Sind Sie ein gottzentrierter Ehepartner?

Ein denkwürdiges Gebet

Folgt in allem Gottes Beispiel, denn ihr seid seine geliebten Kinder. Euer Leben soll von Liebe geprägt sein, wie auch Christus uns geliebt hat, denn er hat sich selbst als Gabe und Opfer für unsere Sünden gegeben. Und Gott hatte Gefallen an diesem Opfer, das wie ein wohlriechender Duft zu ihm aufstieg.

Epheser 5,1-2

Wenn ich für ein Seminar zum Thema „Heiliger Hafen“ in eine Stadt komme, werde ich oft am Vorabend zum Essen eingeladen. Die Organisatoren bitten manchmal auch ein verlobtes Paar dazu. Ich mag das, besonders wenn ich von der Reise müde bin, weil ich dann der künftigen Braut eine Frage stellen kann, die mir eine angenehme Pause ermöglicht. Ich weiß schon vorher, dass sie sehr wahrscheinlich mindestens zehn Minuten lang antworten wird. Die Frage lautet: „Erzählen Sie mir von Ihrem künftigen Ehemann.“

Die Augen der Verlobten beginnen dann zu leuchten und sie sprudelt über vor enthusiastischem und unqualifiziertem Lob: „Oh, das mag ich so an ihm, und er ist so gut darin, und er ist so aufmerksam in diesem Bereich, und in jenem Bereich ist er einfach der Beste …“

Im weiteren Verlauf des Wochenendes treffe ich mich mit einer Gruppe von Ehefrauen und bitte sie ebenfalls: „Erzählen Sie mir von Ihren Ehemännern.“ Ich bekomme wieder eine Pause, aber ich finde sie keineswegs so angenehm. Der Grundtenor lautet: „Er tut dies nicht. Nie tut er das. Er weiß nicht, wie man ‚Geistliches Haupt‘ schreibt, und noch viel weniger, wie man sich entsprechend verhält.“

Zurück in meinem Hotelzimmer frage ich mich: „Was ist das verbindende Element, das eine Frau veranlasst, einen Mann nicht mehr darüber zu definieren, was er ist, sondern darüber, was er nicht ist?“

Die traurige Antwort ist – leider – die Ehe. All unsere Hoffnungen, Erwartungen, Träume und Ideale ergießen sich in diese reale Beziehung. Weil wir Sünder heiraten, kann jeder Tag neue und oft berechtigte Enttäuschungen bringen. In kürzester Zeit hören wir auf zu sehen, was uns angezogen hat, und werden stattdessen ganz von dem vereinnahmt, was uns enttäuscht. Während wir vor der Hochzeit noch ausschließlich die Vorzüge der Person sahen, mit der wir den Rest unseres Lebens verbringen wollten, sehen wir jetzt nur noch ihre Unzulänglichkeiten.

• _Anforderung 1_:
Liste aus dem Auszug alles auf, was sich nach dessen Worten in die reale Beziehung der Ehe ergießt.
• _Anforderung 2_:
Schreibe aus dem Auszug die Stelle ab, beginnend mit „Folgt in allem“ und fortlaufend bis einschließlich „zu ihm aufstieg.“.
Die Einträge sind eigenständiges Material und gehören nicht zum Auszug.

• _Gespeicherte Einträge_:

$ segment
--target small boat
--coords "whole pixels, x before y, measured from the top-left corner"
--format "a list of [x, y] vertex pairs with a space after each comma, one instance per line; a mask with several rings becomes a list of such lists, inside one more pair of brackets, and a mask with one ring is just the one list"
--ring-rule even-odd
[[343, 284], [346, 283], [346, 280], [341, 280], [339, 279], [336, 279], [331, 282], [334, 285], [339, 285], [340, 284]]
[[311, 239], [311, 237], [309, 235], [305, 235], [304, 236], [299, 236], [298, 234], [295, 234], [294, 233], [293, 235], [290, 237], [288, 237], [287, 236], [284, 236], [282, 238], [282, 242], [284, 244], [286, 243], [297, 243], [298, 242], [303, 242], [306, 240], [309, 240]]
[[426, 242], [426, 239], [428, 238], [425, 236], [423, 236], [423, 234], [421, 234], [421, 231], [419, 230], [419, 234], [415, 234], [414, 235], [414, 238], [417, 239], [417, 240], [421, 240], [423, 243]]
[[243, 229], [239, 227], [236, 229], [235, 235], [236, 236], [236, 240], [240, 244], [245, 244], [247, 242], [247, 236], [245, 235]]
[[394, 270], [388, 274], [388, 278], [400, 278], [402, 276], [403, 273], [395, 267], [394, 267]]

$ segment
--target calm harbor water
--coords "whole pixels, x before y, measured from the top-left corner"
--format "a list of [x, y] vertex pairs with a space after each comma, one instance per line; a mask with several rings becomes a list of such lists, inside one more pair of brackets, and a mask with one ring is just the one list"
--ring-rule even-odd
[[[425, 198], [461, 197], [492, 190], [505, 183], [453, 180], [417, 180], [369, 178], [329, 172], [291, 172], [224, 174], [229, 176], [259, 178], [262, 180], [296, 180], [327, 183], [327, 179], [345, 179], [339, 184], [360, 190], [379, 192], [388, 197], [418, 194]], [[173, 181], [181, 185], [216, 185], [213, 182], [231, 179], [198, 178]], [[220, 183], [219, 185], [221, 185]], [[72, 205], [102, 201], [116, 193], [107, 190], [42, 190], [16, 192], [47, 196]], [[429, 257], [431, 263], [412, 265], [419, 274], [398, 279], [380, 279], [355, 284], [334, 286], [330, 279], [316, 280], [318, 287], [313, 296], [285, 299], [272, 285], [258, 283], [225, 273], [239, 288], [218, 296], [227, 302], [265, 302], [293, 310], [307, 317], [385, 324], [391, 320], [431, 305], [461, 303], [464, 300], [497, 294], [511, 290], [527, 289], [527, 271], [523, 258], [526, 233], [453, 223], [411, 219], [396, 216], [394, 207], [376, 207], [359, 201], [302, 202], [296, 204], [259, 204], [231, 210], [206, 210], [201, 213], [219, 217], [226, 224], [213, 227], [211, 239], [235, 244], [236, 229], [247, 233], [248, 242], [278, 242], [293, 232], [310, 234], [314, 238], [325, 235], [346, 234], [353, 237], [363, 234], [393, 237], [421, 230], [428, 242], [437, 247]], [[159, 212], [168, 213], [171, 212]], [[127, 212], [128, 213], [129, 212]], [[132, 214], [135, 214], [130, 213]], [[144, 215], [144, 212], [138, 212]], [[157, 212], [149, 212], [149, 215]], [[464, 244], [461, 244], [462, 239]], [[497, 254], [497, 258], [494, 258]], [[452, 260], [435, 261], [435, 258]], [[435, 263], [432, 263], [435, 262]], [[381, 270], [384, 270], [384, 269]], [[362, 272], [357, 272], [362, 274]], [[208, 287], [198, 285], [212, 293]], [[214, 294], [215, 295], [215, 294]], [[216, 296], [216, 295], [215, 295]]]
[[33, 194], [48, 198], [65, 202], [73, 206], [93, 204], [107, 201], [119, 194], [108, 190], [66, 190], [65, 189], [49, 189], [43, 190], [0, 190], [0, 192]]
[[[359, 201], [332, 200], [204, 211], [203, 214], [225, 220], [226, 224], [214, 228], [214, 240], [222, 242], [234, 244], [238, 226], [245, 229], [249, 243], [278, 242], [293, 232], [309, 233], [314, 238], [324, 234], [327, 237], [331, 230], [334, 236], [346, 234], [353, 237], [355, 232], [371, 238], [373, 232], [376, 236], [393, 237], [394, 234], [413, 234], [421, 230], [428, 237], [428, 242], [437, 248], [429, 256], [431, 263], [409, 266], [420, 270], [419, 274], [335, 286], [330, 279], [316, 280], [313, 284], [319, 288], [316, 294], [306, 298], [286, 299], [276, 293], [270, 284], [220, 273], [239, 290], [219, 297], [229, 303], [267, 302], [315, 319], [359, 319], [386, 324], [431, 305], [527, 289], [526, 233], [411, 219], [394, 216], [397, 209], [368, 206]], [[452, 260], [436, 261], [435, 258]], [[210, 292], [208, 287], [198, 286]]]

• _Lösung 1_:
Hoffnungen, Erwartungen, Träume, Ideale

• _Lösung 2_:
Folgt in allem Gottes Beispiel, denn ihr seid seine geliebten Kinder. Euer Leben soll von Liebe geprägt sein, wie auch Christus uns geliebt hat, denn er hat sich selbst als Gabe und Opfer für unsere Sünden gegeben. Und Gott hatte Gefallen an diesem Opfer, das wie ein wohlriechender Duft zu ihm aufstieg.